TEXTAUSZUG:
########################################
Diese Projektsänderung wurde auch der Beschwerdeführerin zur Kenntnis gebracht. Die Beschwerdeführerin äußerte sich zu dieser Projektsänderung nicht.
Unter Auflagenpunkt 22 im erstinstanzlichen Bescheid wurde der Bauwerberin vorgeschrieben:
"Die Wohnungszugänge im Erdgeschoß im Bereich der Straße sind um 90 Grad zu drehen, sodaß heraustretende Personen nicht direkt in Richtung öffentliches Gut gehen (Schutzbrüstung)."
In bezug auf diese Auflage wiederholt die Beschwerdeführerin ihre bereits in der Vorstellung vorgetragene Rüge, es fehle ein Plan, in dem eine klare Ausführung des Zugangsbereiches zum M-Weg im Detail dargestellt sei. Dies wäre im Hinblick auf die beabsichtigte Verbauungsdichte unbedingt erforderlich. Erst wenn ein Plan im Detail vorliege, sei die Beschwerdeführerin in der Lage, auch detaillierte Einwendungen diesbezüglich zu erheben. Die Beschwerdeführerin habe ein Recht auf Vorlage jener Belege und Pläne, soweit diese erforderlich seien, ihre Rechte zu verfolgen.
Aus der beschränkten Parteistellung des Nachbarn folgt, daß seine prozessualen Rechte nicht weiter gehen können als seine materiellen Rechte; Verfahrensmängel können nur dann zu einer Rechtsverletzung des Nachbarn führen, wenn der Nachbar bei Einhaltung der Verfahrensvorschriften in einem Recht verletzt sein könnte. Die behaupteten Planmängel bezüglich der vorgeschriebenen 90-gradigen Drehung der Wohnzugänge berühren keine Rechte der Beschwerdeführerin, da diese Zugänge bereits in dem der mündlichen Verhandlung zugrunde liegenden, von der Bauwerberin vorgelegten Plan vorgesehen waren und ist mit der Auflage im Baubewilligungsbescheid keine Vergrößerung des Baues und Verringerung der Abstände zur öffentlichen Verkehrsfläche verbunden ist. Die vorgelegten Planunterlagen haben sohin ausgereicht, der Beschwerdeführerin jene Informationen zu vermitteln, die sie zur Verfolgung ihrer Rechte im Verwaltungsverfahren und vor dem Verwaltungsgerichtshof brauchte. Die durch Auflagepunkt 22 bewirkte Unvollständigkeit der vorgelegten Pläne bedeutet somit keine Beeinträchtigung der Rechte der Beschwerdeführerin.
Die Beschwerdeführerin machte bereits im Vorstellungsverfahren eine Verletzung des Parteiengehörs mit der Begründung geltend, daß im Baubewilligungsbescheid auch Stellungnahmen der Straßenverwaltung vom 11. Juli 1994 und des Fernmeldebauamtes Linz vom 6. Juli 1994 erwähnt seien, welche ihr nicht zur Kenntnis gebracht worden seien.
########################################
AUFGABEN:
1. Prüfe anhand des Textauszugs, ob die folgenden Aussagen zutreffen. Beantworte jede mit Ja oder Nein und zitiere die entscheidenden Worte wörtlich.
(a) Die Beschwerdeführerin hat sich zur Projektsänderung geäußert.
(b) Nach Auflagenpunkt 22 sind die Wohnungszugänge im Erdgeschoß im Bereich der Straße um 90 Grad zu drehen.
(c) Die Stellungnahme des Fernmeldebauamtes Linz stammt vom 11. Juli 1994.
2. Gib aus dem Textauszug wortgetreu den Abschnitt wieder, der mit „In bezug auf“ beginnt und mit „Rechte zu verfolgen.“ endet.
3. Von welcher Stelle stammt laut Textauszug die Stellungnahme vom 11. Juli 1994?

BEREITGESTELLTE DATEN:
########################################
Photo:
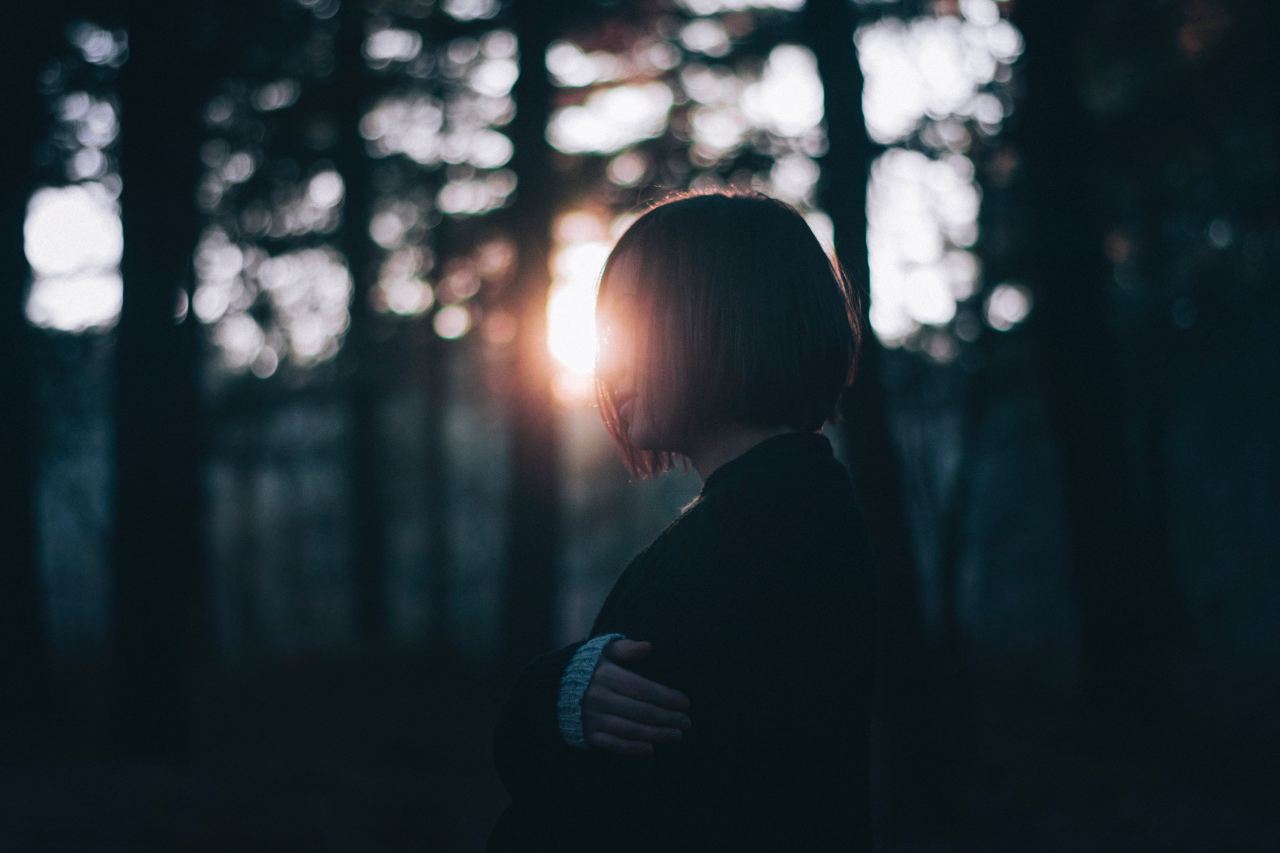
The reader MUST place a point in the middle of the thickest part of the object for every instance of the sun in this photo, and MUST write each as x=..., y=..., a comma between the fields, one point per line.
########################################
LÖSUNGEN:
1.
(a) Nein: „Die Beschwerdeführerin äußerte sich zu dieser Projektsänderung nicht.“
(b) Ja: „Die Wohnungszugänge im Erdgeschoß im Bereich der Straße sind um 90 Grad zu drehen“
(c) Nein: „des Fernmeldebauamtes Linz vom 6. Juli 1994“

2.
In bezug auf diese Auflage wiederholt die Beschwerdeführerin ihre bereits in der Vorstellung vorgetragene Rüge, es fehle ein Plan, in dem eine klare Ausführung des Zugangsbereiches zum M-Weg im Detail dargestellt sei. Dies wäre im Hinblick auf die beabsichtigte Verbauungsdichte unbedingt erforderlich. Erst wenn ein Plan im Detail vorliege, sei die Beschwerdeführerin in der Lage, auch detaillierte Einwendungen diesbezüglich zu erheben. Die Beschwerdeführerin habe ein Recht auf Vorlage jener Belege und Pläne, soweit diese erforderlich seien, ihre Rechte zu verfolgen.

3. Von der Straßenverwaltung.